>>>>>
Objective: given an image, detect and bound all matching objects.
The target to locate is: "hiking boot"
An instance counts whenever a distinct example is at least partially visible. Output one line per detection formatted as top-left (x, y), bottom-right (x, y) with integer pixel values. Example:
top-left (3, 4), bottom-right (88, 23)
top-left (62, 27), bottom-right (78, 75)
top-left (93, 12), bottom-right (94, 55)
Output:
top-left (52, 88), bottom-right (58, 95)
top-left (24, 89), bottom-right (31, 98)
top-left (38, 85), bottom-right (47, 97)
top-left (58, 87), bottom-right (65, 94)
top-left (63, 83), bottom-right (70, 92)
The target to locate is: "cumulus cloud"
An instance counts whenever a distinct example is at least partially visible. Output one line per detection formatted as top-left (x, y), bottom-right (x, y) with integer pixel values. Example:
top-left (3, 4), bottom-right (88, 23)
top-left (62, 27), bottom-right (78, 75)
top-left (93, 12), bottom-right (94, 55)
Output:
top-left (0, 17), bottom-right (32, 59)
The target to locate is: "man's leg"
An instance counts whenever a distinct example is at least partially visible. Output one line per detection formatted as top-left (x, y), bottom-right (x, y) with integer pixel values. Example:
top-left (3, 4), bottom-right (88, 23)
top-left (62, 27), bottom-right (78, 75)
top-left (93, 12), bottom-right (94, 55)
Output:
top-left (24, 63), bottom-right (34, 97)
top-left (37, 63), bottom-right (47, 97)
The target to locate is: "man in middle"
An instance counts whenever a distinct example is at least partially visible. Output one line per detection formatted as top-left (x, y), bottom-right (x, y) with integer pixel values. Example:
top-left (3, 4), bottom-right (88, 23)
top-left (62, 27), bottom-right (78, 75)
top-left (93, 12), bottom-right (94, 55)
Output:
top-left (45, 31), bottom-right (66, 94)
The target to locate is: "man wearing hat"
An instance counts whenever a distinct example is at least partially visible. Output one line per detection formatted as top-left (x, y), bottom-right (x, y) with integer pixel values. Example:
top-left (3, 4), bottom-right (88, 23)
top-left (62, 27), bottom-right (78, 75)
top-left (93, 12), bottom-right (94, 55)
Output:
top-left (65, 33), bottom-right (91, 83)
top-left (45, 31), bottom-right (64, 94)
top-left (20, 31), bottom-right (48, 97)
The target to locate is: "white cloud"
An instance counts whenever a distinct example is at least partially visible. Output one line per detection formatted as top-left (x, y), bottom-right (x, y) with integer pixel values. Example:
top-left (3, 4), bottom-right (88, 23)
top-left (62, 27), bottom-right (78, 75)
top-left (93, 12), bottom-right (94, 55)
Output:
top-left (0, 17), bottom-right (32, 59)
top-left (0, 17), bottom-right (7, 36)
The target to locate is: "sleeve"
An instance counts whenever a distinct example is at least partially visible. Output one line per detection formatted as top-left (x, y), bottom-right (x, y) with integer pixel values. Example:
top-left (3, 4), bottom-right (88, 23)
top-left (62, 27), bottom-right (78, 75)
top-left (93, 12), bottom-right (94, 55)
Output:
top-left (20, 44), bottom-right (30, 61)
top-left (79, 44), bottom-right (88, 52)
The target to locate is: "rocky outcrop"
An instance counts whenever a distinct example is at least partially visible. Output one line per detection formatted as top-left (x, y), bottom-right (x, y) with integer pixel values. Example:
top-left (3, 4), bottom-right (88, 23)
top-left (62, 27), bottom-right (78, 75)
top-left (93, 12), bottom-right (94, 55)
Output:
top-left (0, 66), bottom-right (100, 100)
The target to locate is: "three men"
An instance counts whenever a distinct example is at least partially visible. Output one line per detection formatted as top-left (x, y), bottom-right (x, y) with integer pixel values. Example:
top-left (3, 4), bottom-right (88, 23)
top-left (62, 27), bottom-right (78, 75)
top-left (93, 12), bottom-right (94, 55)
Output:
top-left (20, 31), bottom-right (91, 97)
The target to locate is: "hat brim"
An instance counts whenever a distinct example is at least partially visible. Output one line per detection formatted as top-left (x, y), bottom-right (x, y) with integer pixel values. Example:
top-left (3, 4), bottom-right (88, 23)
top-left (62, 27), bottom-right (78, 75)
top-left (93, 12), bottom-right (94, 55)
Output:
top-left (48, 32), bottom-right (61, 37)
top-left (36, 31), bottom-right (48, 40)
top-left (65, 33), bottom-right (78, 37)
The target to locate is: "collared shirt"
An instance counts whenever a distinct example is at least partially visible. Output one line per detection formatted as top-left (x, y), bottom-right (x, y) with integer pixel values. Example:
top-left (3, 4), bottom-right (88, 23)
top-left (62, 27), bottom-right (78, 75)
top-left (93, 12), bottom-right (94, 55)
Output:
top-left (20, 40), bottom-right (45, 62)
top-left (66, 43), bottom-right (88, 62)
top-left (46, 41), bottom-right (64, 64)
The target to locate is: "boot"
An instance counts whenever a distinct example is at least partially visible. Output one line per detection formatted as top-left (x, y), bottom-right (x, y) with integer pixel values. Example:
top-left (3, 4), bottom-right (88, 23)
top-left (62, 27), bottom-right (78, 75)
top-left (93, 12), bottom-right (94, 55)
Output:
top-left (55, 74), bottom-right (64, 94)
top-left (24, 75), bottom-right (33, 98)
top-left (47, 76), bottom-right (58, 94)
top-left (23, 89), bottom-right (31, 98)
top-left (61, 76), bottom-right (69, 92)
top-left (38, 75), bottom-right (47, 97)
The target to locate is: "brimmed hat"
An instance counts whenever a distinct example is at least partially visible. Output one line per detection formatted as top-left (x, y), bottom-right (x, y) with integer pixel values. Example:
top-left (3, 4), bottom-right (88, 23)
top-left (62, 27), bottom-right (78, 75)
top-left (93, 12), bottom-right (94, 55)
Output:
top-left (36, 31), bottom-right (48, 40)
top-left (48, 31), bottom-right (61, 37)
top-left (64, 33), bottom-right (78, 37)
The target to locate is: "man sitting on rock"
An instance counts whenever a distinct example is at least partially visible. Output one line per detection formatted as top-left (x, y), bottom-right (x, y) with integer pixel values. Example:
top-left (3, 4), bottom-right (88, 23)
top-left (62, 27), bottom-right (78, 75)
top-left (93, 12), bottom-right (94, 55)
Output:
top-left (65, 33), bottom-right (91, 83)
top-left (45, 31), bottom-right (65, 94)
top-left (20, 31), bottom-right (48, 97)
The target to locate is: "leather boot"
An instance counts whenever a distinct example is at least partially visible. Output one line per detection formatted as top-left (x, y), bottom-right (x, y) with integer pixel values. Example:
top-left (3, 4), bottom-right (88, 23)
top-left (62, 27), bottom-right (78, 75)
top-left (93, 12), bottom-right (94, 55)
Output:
<<<<<
-- WRITTEN REQUEST --
Locate every line above that contains the word "boot" and copy each of those lines.

-- OUTPUT FOR THIS EXERCISE --
The target to locate is: "hiking boot"
The target to locate is: "boot"
The target to locate is: "leather boot"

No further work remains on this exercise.